▸ Source text
------------------------------------------------------------
This is a sculpture called Judith and Holofernes:
It moved around a few times after Donatello created it, sometime between 1455 and 1460. In 1495 it was placed in front of the Palazzo Vecchio, as a symbol of the freedom of Florence from the tyrrany of the Medici. But by 1504 it had been moved inside the courtyard of the Palazzo Vecchio, and another sculpture took its place:
Not too shabby. You see, for the longest time the Italians were not afraid of moving their public art around, or retiring it and replacing it with something else. Sure, the pace of rotation and retirement may have slowed, now that sculptors aren't making pieces of the quality of The David, and now that Florence is almost exclusively a tourist town. All those visitors need to be able to find the attractions, after all.
But Hyde Park is not a tourist town. We're not pleasing anyone but ourselves with public art. We should feel free to retire and rotate.
Take the mural, Under City Stone, for example (on which I have previously ranted here). Jon Pounds of the Chicago Public Art Group (CPAG) is raising funds to refurbish it. The rubric used to judge the merit of murals, according to Pounds, is "connection with the community, historic importance, and impact on other muralists." But this neglects what I believe are the more important standards of aesthetic beauty, artistic training, and current fondness by the community. (The historic importance he refers to is the fact that Caryl Yasko was one of the founders of the outdoor mural movement.)
Here's the thing about murals, historic or not: they decompose. Paintings have to be inside buildings with a controlled climate to last for decades or centuries. Does Jon Pounds hope we'll refurbish Under City Stone every 35 years ad infinitum? I'd be in favor of letting someone else have a shot at it right now. That would be more in the spirit of the "outdoor art" movement, anyway.
------------------------------------------------------------
▸ Region pointing data
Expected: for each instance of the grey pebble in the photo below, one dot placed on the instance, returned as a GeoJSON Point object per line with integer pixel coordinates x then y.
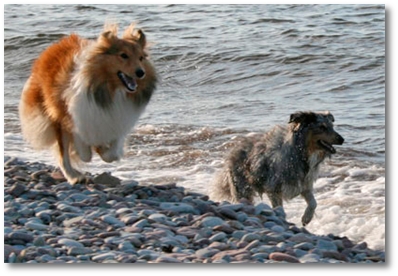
{"type": "Point", "coordinates": [218, 237]}
{"type": "Point", "coordinates": [177, 207]}
{"type": "Point", "coordinates": [104, 256]}
{"type": "Point", "coordinates": [326, 245]}
{"type": "Point", "coordinates": [112, 220]}
{"type": "Point", "coordinates": [70, 243]}
{"type": "Point", "coordinates": [310, 258]}
{"type": "Point", "coordinates": [212, 221]}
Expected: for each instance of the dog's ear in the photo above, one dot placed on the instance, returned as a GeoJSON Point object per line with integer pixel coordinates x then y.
{"type": "Point", "coordinates": [106, 42]}
{"type": "Point", "coordinates": [329, 116]}
{"type": "Point", "coordinates": [298, 117]}
{"type": "Point", "coordinates": [302, 118]}
{"type": "Point", "coordinates": [137, 35]}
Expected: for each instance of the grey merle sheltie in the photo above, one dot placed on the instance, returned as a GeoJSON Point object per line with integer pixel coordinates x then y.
{"type": "Point", "coordinates": [282, 163]}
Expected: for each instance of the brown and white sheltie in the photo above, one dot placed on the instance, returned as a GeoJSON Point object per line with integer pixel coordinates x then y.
{"type": "Point", "coordinates": [86, 95]}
------------------------------------------------------------
▸ Brief A
Write out the passage of the public art post that begins at the words "But Hyde Park" and stops after the words "outdoor mural movement.)".
▸ Brief B
Answer these questions from the public art post.
(i) In what year was Judith and Holofernes placed in front of the Palazzo Vecchio?
(ii) Who is raising funds to refurbish the mural Under City Stone?
(iii) What fact about Caryl Yasko makes up the historic importance that Pounds refers to?

▸ Expected output A
But Hyde Park is not a tourist town. We're not pleasing anyone but ourselves with public art. We should feel free to retire and rotate.
Take the mural, Under City Stone, for example (on which I have previously ranted here). Jon Pounds of the Chicago Public Art Group (CPAG) is raising funds to refurbish it. The rubric used to judge the merit of murals, according to Pounds, is "connection with the community, historic importance, and impact on other muralists." But this neglects what I believe are the more important standards of aesthetic beauty, artistic training, and current fondness by the community. (The historic importance he refers to is the fact that Caryl Yasko was one of the founders of the outdoor mural movement.)

▸ Expected output B
(i) 1495
(ii) Jon Pounds of the Chicago Public Art Group (CPAG)
(iii) Caryl Yasko was one of the founders of the outdoor mural movement.